Page excerpt
The European markets fell for the first time in four days on Friday after a government report showed that U.S. unemployment rate climbed to a 25-year high last month.

The U.S. Labor Department said in its report that non-farm payroll employment fell by 663,000 jobs in March following an unrevised decrease of 651,000 jobs in February. The drop in jobs came roughly in line with economists' expectations of a decrease of 658,000 levels.

With the continued decrease in jobs, the unemployment rate rose to 8.5% in March from 8.1% in February, in line with expectations. The increase lifted the unemployment rate to its highest level since November of 1983.

The Institute for Supply Management said today its non-manufacturing index fell to 40.8 in March from 41.6 in February, with a reading below 50 indicating a contraction in the service sector. The decrease came as a surprise to economists, who had expected the index to edge up to 42.0.

Crude for May delivery fell $0.53 to $52.36 barrel on the New York Mercantile Exchange with US employment numbers suggesting demand for energy is not strong.

The FTSEurofirst 300 index of pan-European blue chips closed 1.26% lower at 771.60 points, while the narrower DJ Stoxx 50 index fell 1.69% to 1,895.75 points.

Around Europe, the U.K.'s FTSE 100 index dropped 2.31% to 4,029.67 and France's CAC 40 index slipped 1.11% to 2,958.74, while Germany's DAX index rose 0.07% to 4,384.99.

Exercise 1
Translate this sentence from the European markets report into Spanish: "The increase lifted the unemployment rate to its highest level since November of 1983."
Exercise 2
Answer these questions using the European markets report:
(a) By how many jobs did U.S. non-farm payroll employment fall in March?
(b) What reading had economists expected for the non-manufacturing index?
(c) Which national index in Europe closed higher, and at what level?
Exercise 3
Write a continuation of the European markets report that begins after its final sentence.
The rows that come next have no connection to the European markets report.

Information shown
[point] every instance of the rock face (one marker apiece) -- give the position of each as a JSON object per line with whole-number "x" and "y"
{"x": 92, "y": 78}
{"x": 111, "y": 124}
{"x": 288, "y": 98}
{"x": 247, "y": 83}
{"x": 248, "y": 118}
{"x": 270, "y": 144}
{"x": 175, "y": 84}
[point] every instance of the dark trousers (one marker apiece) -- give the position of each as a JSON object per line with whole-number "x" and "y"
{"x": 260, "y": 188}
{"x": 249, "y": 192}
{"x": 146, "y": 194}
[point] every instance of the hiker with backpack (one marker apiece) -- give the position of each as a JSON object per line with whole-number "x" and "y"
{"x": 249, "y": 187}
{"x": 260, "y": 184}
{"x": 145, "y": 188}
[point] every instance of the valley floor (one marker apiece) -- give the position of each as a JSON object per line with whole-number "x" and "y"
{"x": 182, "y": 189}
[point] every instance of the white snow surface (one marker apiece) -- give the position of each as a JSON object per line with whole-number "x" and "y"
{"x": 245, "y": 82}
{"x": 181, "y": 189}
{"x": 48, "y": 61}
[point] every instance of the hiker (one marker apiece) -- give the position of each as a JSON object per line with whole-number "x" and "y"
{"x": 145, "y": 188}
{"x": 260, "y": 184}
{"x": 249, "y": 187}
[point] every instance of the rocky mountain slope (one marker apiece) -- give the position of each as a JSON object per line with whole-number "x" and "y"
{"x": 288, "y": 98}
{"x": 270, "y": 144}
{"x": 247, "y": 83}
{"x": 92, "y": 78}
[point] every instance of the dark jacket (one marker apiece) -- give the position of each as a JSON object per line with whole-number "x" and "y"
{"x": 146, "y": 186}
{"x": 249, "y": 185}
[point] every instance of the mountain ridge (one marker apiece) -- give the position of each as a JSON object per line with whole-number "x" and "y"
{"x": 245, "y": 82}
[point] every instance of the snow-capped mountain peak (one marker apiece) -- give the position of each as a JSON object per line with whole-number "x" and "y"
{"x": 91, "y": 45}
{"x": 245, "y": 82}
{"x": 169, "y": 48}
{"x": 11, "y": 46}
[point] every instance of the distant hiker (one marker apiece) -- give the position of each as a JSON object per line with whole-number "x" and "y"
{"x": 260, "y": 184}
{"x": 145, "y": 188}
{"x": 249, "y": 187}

Reply 1
El aumento elevó la tasa de desempleo a su nivel más alto desde noviembre de 1983.

Reply 2
(a) 663,000 jobs.
(b) 42.0.
(c) Germany's DAX index, which rose 0.07% to 4,384.99.

Reply 3
Banking stocks were among the worst losers. HSBC, Europe's largest bank, dropped 5.3%, while Credit Suisse, Switzerland's second largest bank, slipped 5.2% and Deutsche Bank, Germany's biggest lender, fell 1.8%.

Heavily weighted oil stocks slipped after crude oil prices fell. BP, Europe's biggest oil company, dropped 3.2%, while Royal/Dutch Shell, the second biggest, fell 2.8% and Total, the third biggest, slid 3.1%.

Novo Nordisk, the world's biggest insulin maker, tumbled 13.7% after a U.S. FDA advisory panel failed to back its experimental diabetes drug Victoza, or liraglutide, with votes split on whether it was safe enough to come to the market due to worries over cancer.

Tesco, Europe's second biggest retailer, lost 4.6% after JPMorgan Chase cut its earnings estimates for the company, citing declining profitability and a possible full-year loss in the U.S.